What is needed
Only those lines running from the line that contains "target | stacked drinking glass" through the end of the material are to be written out, each exactly as shown.

Data shown
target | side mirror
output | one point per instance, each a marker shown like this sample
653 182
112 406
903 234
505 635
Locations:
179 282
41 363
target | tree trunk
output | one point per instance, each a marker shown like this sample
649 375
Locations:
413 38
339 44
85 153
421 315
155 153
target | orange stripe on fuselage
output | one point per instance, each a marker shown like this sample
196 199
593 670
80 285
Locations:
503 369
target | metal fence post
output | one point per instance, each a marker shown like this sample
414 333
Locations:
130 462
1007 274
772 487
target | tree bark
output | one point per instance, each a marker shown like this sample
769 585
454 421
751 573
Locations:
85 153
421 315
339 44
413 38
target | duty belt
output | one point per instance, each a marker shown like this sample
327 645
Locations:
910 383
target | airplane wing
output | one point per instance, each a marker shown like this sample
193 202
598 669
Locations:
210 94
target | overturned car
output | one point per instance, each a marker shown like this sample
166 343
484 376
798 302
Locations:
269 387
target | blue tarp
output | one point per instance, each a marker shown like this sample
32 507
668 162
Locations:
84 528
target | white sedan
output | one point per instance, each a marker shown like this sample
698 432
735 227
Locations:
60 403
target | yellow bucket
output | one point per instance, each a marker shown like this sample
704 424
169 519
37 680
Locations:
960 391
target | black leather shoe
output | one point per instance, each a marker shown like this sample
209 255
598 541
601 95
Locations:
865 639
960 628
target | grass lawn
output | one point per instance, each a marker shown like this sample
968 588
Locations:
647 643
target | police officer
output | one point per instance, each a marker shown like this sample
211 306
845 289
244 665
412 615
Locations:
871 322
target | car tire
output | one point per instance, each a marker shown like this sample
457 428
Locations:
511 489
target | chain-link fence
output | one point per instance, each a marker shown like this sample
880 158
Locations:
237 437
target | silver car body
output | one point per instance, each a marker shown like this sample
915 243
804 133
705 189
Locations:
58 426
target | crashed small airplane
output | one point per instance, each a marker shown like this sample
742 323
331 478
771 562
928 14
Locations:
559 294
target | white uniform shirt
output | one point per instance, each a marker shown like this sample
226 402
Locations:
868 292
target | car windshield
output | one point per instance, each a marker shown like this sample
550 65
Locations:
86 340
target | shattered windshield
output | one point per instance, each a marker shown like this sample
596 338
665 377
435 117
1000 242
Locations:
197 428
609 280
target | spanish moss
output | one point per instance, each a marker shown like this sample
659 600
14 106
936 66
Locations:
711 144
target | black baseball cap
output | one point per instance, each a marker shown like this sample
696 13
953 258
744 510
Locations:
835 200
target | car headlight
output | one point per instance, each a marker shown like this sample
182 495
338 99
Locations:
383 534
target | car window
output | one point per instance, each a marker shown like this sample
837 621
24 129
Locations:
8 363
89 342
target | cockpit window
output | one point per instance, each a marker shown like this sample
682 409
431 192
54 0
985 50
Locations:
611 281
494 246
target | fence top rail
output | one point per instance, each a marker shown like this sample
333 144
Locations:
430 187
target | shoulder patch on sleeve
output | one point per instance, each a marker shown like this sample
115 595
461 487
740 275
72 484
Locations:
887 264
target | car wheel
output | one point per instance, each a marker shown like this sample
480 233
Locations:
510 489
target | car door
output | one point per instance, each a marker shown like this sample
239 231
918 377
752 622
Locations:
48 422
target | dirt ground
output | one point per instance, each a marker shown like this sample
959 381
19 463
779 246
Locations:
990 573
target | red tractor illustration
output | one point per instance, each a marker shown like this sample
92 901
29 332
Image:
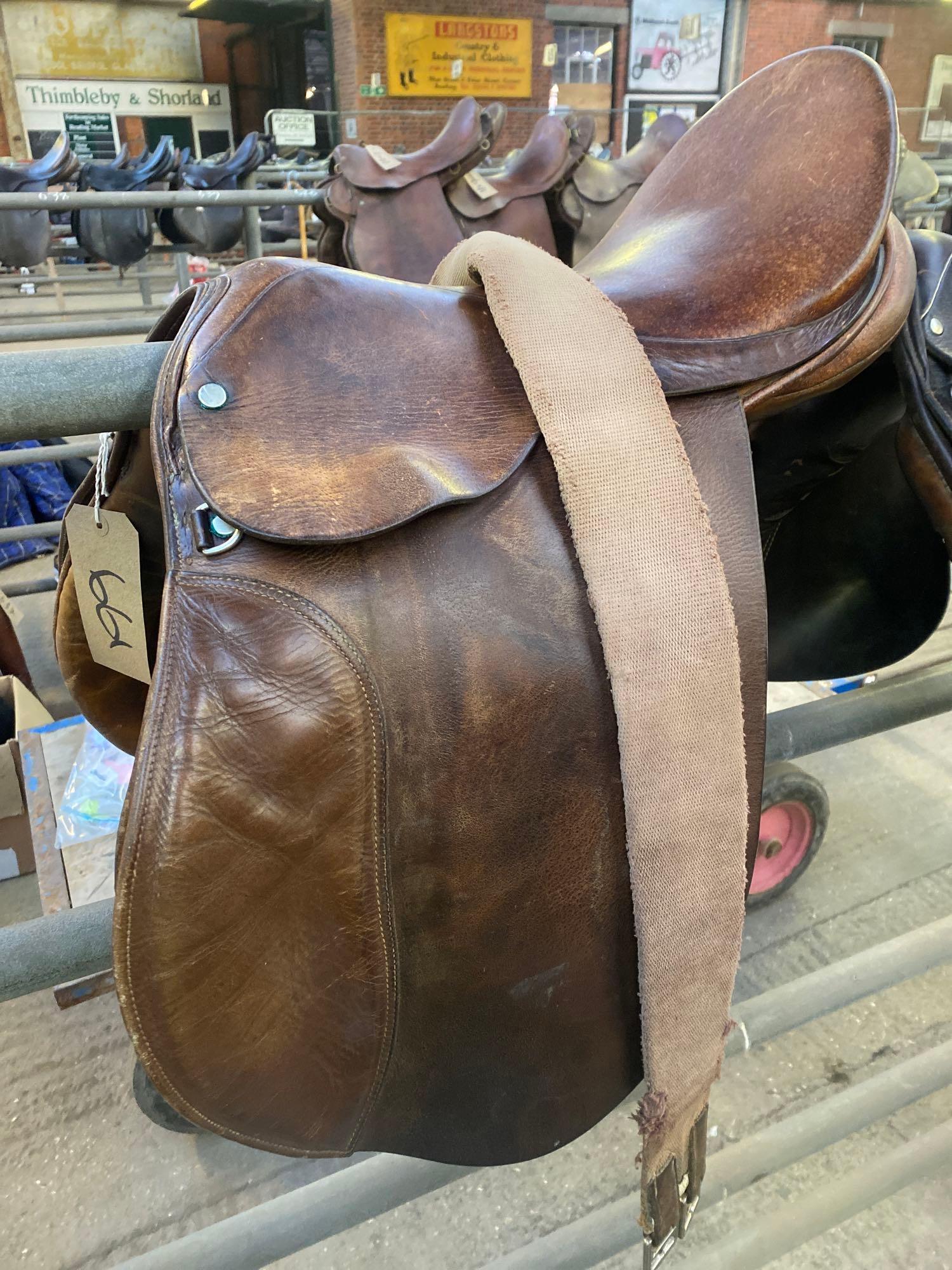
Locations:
663 58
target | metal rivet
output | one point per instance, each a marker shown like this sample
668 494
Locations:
213 397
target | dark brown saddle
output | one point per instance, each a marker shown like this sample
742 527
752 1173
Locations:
600 190
516 199
25 236
213 229
373 885
387 214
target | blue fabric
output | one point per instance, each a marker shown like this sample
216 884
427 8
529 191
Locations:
30 493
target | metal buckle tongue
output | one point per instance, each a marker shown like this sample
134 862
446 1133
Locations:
672 1201
214 534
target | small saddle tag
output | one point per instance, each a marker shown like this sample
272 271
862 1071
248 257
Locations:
479 185
110 590
383 158
12 612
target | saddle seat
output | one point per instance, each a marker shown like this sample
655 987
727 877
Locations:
136 176
516 199
604 181
121 236
205 176
397 222
532 171
26 236
464 135
51 167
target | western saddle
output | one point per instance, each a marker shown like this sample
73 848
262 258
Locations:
373 885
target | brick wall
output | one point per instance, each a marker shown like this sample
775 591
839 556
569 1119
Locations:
921 31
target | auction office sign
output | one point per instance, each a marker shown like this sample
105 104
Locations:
437 55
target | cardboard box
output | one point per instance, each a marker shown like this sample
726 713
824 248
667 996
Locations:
20 709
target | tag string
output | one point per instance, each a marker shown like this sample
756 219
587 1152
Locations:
100 491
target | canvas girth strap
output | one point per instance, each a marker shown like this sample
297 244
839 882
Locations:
664 615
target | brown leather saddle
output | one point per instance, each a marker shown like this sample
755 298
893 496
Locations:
373 885
26 236
387 214
600 190
516 199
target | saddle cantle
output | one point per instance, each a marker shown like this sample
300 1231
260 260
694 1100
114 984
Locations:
121 236
213 229
373 886
516 199
387 214
600 190
25 236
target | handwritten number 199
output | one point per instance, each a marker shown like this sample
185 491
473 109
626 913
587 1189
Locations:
109 614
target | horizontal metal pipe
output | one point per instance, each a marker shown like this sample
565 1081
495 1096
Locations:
841 984
779 1233
614 1229
20 335
49 951
95 199
49 454
77 391
100 279
304 1217
116 307
40 530
850 716
29 587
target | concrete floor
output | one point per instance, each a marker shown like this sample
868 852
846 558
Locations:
86 1182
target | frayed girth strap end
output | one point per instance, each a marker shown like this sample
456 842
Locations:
670 1196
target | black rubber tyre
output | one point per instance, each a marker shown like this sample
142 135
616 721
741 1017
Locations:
152 1104
794 817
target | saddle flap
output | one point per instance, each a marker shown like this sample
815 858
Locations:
403 401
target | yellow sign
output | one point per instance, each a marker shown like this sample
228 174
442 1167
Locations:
426 50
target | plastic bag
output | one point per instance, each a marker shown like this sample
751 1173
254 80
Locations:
92 803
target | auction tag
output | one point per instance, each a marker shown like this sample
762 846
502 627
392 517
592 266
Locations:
479 185
12 612
383 158
110 590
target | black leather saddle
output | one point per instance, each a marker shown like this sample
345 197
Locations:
121 236
213 229
25 236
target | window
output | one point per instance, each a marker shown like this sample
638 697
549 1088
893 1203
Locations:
583 55
869 45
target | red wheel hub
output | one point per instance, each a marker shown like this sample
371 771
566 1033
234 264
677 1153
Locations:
786 832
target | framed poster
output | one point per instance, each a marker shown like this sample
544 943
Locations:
440 55
676 46
937 117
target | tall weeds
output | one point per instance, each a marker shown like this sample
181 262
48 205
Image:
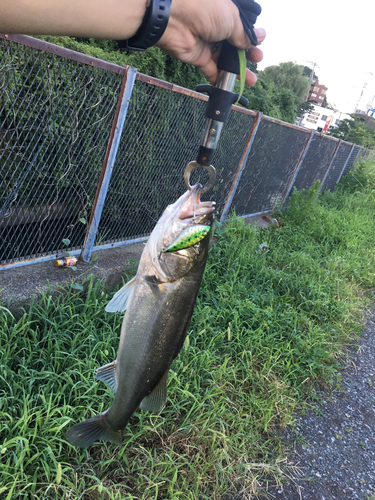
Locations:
271 322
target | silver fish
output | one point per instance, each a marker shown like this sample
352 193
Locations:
159 303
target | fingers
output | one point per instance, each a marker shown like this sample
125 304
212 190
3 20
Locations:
250 78
261 34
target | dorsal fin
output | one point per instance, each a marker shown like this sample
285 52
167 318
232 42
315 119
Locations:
121 299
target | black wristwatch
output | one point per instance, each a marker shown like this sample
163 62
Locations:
152 28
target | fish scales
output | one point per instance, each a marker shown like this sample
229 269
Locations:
158 305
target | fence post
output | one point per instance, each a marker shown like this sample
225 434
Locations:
298 166
109 161
241 165
330 164
346 162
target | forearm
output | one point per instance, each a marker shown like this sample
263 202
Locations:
111 19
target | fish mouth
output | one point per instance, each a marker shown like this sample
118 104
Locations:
193 207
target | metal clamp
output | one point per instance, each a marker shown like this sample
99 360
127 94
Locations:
209 169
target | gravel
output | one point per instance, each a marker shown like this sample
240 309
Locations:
335 444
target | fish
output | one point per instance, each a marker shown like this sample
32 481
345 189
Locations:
158 304
189 237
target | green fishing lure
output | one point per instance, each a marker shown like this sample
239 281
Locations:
188 237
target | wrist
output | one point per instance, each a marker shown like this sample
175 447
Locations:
152 27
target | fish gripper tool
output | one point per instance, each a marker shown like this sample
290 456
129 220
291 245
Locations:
221 96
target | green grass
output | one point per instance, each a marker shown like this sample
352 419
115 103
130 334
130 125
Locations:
267 327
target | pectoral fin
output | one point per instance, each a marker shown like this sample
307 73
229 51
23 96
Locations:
107 374
121 299
157 399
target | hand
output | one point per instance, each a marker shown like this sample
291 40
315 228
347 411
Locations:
195 26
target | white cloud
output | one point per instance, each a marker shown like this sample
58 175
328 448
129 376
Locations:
336 34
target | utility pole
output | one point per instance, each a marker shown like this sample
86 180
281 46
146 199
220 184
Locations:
308 90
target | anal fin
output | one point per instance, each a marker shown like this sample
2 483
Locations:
107 374
157 399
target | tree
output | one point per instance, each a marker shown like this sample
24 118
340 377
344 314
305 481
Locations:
290 76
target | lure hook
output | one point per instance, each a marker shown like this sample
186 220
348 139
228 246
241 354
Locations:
209 169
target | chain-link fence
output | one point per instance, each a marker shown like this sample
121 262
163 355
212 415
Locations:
85 150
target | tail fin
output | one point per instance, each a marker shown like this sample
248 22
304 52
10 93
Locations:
92 429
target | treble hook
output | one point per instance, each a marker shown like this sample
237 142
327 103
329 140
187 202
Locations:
209 169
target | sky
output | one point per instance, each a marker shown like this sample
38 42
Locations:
338 35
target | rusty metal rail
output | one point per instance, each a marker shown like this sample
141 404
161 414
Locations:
91 153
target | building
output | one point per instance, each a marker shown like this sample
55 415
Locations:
317 92
323 119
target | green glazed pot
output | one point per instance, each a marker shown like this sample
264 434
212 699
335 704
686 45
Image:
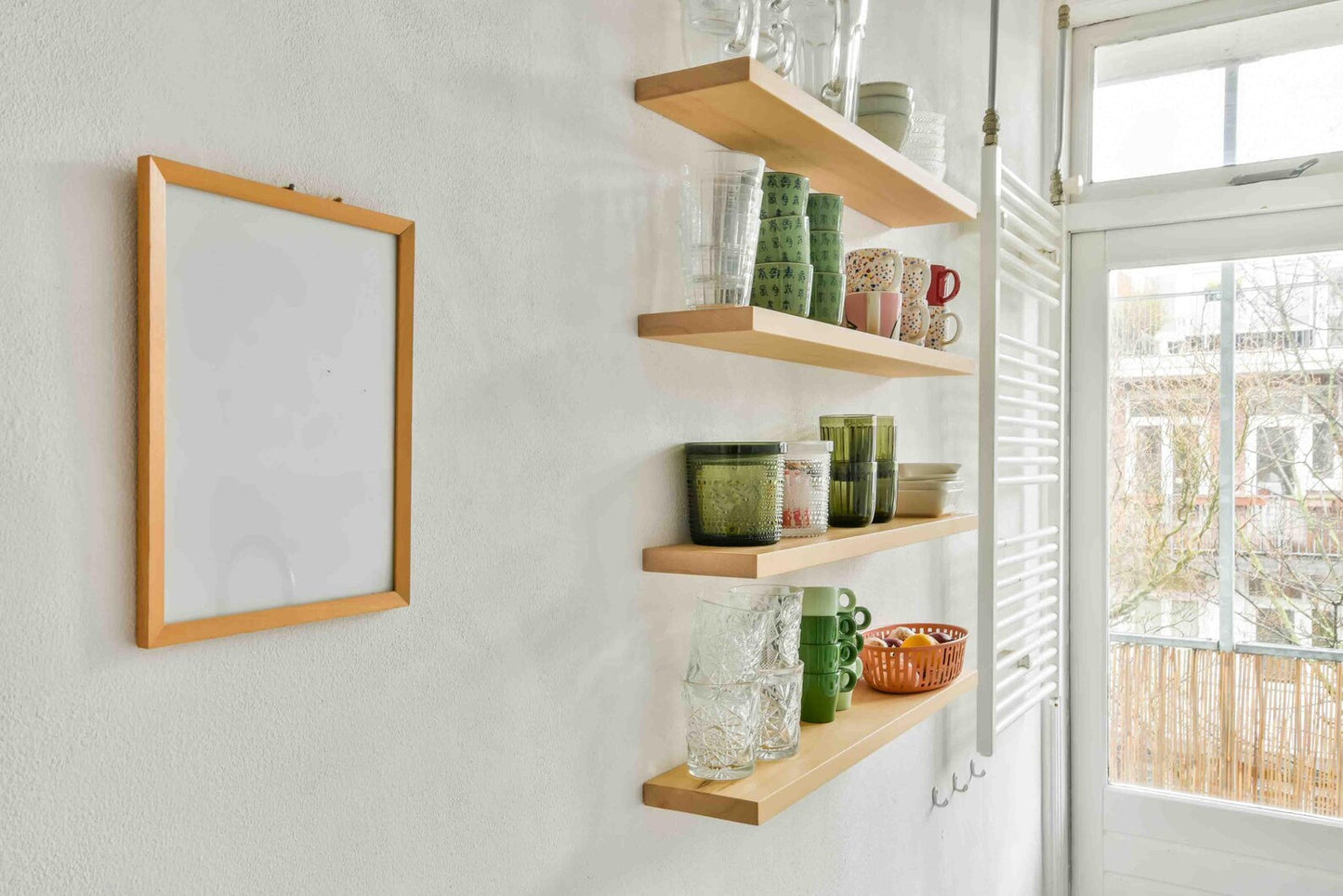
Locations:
826 250
824 211
783 288
784 193
827 297
853 494
784 239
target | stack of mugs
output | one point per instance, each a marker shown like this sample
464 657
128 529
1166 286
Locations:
824 215
827 657
853 619
743 685
783 253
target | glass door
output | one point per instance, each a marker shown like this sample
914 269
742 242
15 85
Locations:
1207 666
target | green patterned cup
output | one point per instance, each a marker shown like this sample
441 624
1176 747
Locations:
784 239
827 297
783 288
826 250
824 211
784 193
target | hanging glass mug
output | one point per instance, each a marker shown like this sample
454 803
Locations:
716 30
778 36
829 45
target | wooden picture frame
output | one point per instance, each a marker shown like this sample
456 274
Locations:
154 178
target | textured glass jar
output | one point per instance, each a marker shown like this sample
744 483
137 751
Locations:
735 492
853 494
806 489
853 437
885 469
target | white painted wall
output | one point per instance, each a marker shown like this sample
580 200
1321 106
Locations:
494 736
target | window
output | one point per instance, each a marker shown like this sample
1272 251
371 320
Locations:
1231 93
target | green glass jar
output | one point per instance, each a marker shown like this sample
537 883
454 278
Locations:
735 492
885 469
853 434
853 494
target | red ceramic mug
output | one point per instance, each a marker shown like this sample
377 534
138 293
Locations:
938 293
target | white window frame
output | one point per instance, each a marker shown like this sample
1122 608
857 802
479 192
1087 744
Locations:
1182 18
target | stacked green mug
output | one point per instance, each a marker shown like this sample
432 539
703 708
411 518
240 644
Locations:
783 253
850 627
885 509
824 213
826 656
853 468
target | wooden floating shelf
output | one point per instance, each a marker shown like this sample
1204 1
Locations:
791 555
764 334
745 106
875 720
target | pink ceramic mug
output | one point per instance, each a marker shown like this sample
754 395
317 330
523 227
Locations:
873 313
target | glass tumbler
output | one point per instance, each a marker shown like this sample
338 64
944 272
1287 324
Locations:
781 714
853 437
718 227
716 30
728 639
853 494
806 489
735 492
783 633
721 729
885 469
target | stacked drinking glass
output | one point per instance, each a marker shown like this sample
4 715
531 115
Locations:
720 226
743 685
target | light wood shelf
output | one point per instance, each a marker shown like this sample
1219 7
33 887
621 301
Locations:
790 555
787 337
875 720
743 105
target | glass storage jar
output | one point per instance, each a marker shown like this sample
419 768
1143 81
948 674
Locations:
806 489
735 492
885 509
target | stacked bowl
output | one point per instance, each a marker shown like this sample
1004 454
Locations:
884 109
824 214
928 489
783 251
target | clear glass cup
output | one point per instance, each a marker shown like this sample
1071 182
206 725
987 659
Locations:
716 30
721 729
720 227
784 629
806 489
781 712
728 639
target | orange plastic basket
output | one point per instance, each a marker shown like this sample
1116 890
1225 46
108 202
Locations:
914 669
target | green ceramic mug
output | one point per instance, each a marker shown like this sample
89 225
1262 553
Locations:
784 193
821 693
782 286
824 211
784 239
826 600
820 629
845 699
826 657
826 253
826 297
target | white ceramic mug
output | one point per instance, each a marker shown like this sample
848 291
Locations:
938 317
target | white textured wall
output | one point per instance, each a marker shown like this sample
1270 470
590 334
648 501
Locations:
494 736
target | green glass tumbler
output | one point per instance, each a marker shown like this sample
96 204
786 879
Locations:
853 494
735 492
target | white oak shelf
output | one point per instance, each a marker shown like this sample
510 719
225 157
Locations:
787 337
745 106
790 555
873 720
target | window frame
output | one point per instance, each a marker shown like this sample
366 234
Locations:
1152 24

Task solution
target | stacked drinking glass
output | one point per instance, each a marker shown like this sample
4 715
531 115
Locations:
720 226
743 685
target | light wood shelf
output | one point per instance, each a marker shown like this sample
1219 7
33 887
621 301
Locations:
790 555
787 337
875 720
743 105
target | glass storage jar
output | one point per instance, each a marker shown like this sample
419 768
1143 81
948 674
Locations:
806 489
735 492
885 509
target | stacked bowl
output | one point per instance, each a marker shown like this sample
1004 454
Locations:
884 109
824 214
928 489
783 251
target | clear glass cup
output | one point per instance, each a marker shown like this sample
1071 182
206 725
987 659
Locations:
716 30
721 729
720 227
784 629
806 489
781 712
728 639
target | orange plastic basket
output | one point per instance, each a marker shown like this sample
1116 890
1225 46
108 202
Locations:
914 669
target | green ceramic mug
output | one point per instance, each a marker shown like this sample
89 225
1262 553
Locations:
784 193
821 693
782 286
824 211
784 239
826 600
820 629
845 699
826 657
826 253
826 297
target | white ceramic mug
output | one point per instance, each a marker shown like this sample
848 291
Locations:
938 317
target | white textured wall
output | one point per instance, each a marker shown like this sample
1270 470
590 334
648 501
Locations:
494 736
target | green glass tumbler
output | one point per instance, each a marker shown like this sample
96 204
786 879
Locations:
853 494
735 492
target | white oak shelf
output | one point per instance, each a marker shown like this sample
510 719
225 157
Locations:
787 337
745 106
790 555
873 720
target | window frame
output | one point per instance, each a marker shown like this sample
366 234
Locations:
1152 24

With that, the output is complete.